Dataset records:
★ ★ ★ ★
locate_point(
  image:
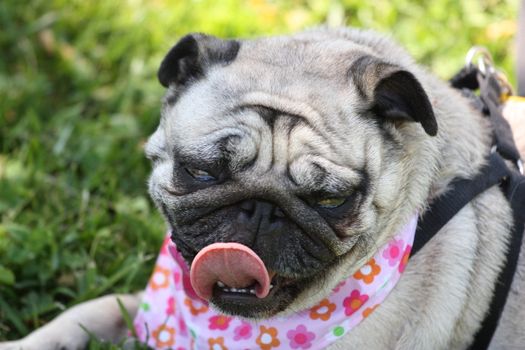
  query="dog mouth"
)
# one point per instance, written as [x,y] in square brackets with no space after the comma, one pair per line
[231,275]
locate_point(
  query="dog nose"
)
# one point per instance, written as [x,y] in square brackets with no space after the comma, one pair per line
[260,212]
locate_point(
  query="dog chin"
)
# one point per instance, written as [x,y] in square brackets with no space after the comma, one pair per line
[244,304]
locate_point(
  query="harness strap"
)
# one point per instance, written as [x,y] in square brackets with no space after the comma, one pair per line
[514,187]
[461,192]
[520,62]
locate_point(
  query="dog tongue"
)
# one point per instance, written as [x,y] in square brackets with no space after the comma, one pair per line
[233,264]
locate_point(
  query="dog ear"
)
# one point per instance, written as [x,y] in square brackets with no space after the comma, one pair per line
[190,57]
[392,92]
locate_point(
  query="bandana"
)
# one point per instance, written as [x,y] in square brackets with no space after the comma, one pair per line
[171,316]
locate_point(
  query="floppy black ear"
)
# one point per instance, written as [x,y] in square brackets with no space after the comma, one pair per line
[393,93]
[190,57]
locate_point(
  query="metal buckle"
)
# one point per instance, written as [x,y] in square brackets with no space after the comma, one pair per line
[480,58]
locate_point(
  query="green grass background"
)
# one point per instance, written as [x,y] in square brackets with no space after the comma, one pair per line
[79,96]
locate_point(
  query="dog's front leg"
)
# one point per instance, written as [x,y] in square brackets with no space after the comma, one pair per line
[101,317]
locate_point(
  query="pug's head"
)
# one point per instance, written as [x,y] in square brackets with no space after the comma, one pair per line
[306,150]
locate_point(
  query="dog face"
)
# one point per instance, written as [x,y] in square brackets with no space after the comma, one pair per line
[303,149]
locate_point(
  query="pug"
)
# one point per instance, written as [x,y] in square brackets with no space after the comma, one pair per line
[311,151]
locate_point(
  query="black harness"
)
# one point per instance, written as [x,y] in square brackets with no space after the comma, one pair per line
[496,172]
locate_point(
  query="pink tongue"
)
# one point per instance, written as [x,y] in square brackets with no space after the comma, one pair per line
[233,264]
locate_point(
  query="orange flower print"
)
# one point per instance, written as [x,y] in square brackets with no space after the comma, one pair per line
[354,301]
[368,272]
[323,310]
[369,310]
[164,336]
[195,308]
[217,343]
[160,278]
[267,338]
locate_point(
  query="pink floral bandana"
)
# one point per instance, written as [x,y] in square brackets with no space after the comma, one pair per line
[172,317]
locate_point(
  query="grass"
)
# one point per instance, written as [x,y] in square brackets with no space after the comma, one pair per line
[79,96]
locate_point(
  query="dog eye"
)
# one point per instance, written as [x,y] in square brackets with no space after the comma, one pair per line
[200,175]
[330,203]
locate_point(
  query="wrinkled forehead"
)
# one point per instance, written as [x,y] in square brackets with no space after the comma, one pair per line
★ ★ ★ ★
**Exercise goal**
Quote every record above exactly, leaving out any pictures.

**Output of the task**
locate_point(
  image:
  query="dog mouth"
)
# one point per instance, written as [x,y] in square brackets with no space after the comma, one pair per line
[231,275]
locate_point(
  query="dog nose"
)
# one point per instance, written as [x,y] in square brackets with no space after the comma, one pair per line
[260,212]
locate_point(
  query="dog chin"
)
# one point per instance, written as [x,y] in square brackets with no space after the comma, one pair per line
[244,304]
locate_point(
  query="harness strap"
)
# one point per instance, written as [x,y] in square brackets with no space after the comma, one pair per line
[514,187]
[461,192]
[520,62]
locate_point(
  query="dog tongue"
)
# one point per instance, written as [x,y] in square brackets with no space after the comma, one pair per line
[233,264]
locate_point(
  query="dog ear"
)
# one point per instance, written as [x,y] in square brackets with no space after the comma, one pair per line
[190,57]
[392,92]
locate_point(
  query="bandana"
)
# one point per instance, written as [x,y] in square brackets with no space after the comma, one pair per line
[171,316]
locate_point(
  query="floppy black ear"
)
# one point per instance, written as [x,y] in square brackets with no space after the comma, one pair per line
[393,93]
[190,57]
locate_point(
  query="metal buckle"
)
# one point per instance, written as [x,y] in square brackets with no space after the comma, one pair per line
[480,58]
locate_point(
  query="green grass background"
)
# one point per instance, written as [x,y] in square brackets with no space after the comma, one pair per line
[79,96]
locate_point(
  query="dog's front leg"
)
# one point per instance, written as [x,y] in square brackets with no space after the comma, one pair per line
[101,317]
locate_point(
  query="pug's head"
)
# one point per instance, written as [x,y] in square brackets with no space after the comma, one pair per line
[306,150]
locate_point(
  query="dog face"
)
# one point per instance, written as [x,y] in square brackets with no space after the comma, one pair per line
[303,149]
locate_point(
  query="pug"
)
# one point per instance, written as [x,y] in square brackets with no space after the comma, one pair per line
[311,151]
locate_point(
  query="black harness"
)
# one point per instance, written as [x,y] in square brackets with no space after the comma, one pair per line
[496,172]
locate_point(
  query="pink tongue"
)
# one point per instance, written as [x,y] in square brackets with no space after the comma, one pair per line
[233,264]
locate_point(
  query="orange flower print"
)
# one point per instance, written as [x,y] in square brackets with no space after the comma, one pair per line
[354,301]
[368,272]
[323,310]
[369,310]
[164,336]
[195,308]
[217,343]
[160,278]
[267,338]
locate_point(
  query="pink floral bandana"
)
# one point per instance, written as [x,y] in square brackets with no space after the comma, one pair per line
[172,317]
locate_point(
  query="grass"
)
# one point per instance, written as [x,y] in square brackets with no space after the comma, one pair per line
[79,96]
locate_point(
  query="dog eye"
)
# one point per instance, written as [x,y] in square brackets with no space after the comma, one pair per line
[200,175]
[330,203]
locate_point(
  query="wrinkled forehead"
)
# one point per instance, written as [x,y] in square brackets with no space after the comma, one pair per line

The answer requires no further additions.